**EXERCISE DIRECTIONS**
Format every line of the records below as a numbered list, skipping blank lines and omitting the pictures.

═══

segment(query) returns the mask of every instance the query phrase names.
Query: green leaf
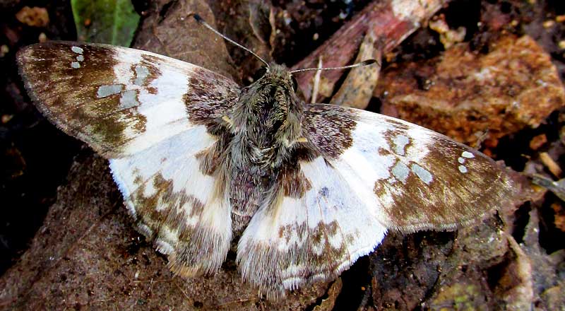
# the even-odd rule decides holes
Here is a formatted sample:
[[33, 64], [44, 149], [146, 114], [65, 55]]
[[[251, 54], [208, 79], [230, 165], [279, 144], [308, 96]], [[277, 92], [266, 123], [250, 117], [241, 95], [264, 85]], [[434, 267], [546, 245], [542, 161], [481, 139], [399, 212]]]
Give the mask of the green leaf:
[[130, 0], [71, 0], [80, 41], [129, 47], [139, 23]]

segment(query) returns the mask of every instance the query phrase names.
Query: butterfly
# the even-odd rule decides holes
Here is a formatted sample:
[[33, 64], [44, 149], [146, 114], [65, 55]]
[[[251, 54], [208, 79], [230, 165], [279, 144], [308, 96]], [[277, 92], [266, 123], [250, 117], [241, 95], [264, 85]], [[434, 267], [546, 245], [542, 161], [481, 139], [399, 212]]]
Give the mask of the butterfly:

═══

**RIGHT ANSWER**
1. segment(query) returns the mask of every instance the query phrase names.
2. Query: green leaf
3. # the even-odd rule decides holes
4. Here is a formatted sample:
5. [[33, 64], [44, 149], [146, 114], [65, 55]]
6. [[[251, 54], [208, 79], [230, 165], [279, 144], [308, 96]], [[277, 92], [266, 123], [250, 117], [241, 95], [264, 85]], [[434, 267], [546, 245], [542, 161], [481, 139], [399, 212]]]
7. Give the mask of the green leaf:
8. [[130, 0], [71, 0], [80, 41], [129, 47], [139, 23]]
9. segment(query) returns the mask of every instance the query phrase names.
10. Query: butterfly
11. # the even-odd rule decides holes
12. Here is a formatted sample:
13. [[33, 64], [44, 149], [146, 114], [65, 55]]
14. [[[251, 54], [208, 79], [230, 165], [279, 144], [308, 96]], [[277, 92], [266, 123], [250, 117], [241, 95], [264, 85]], [[434, 267], [546, 245], [542, 161], [481, 139], [399, 212]]]
15. Give the mask of the butterfly:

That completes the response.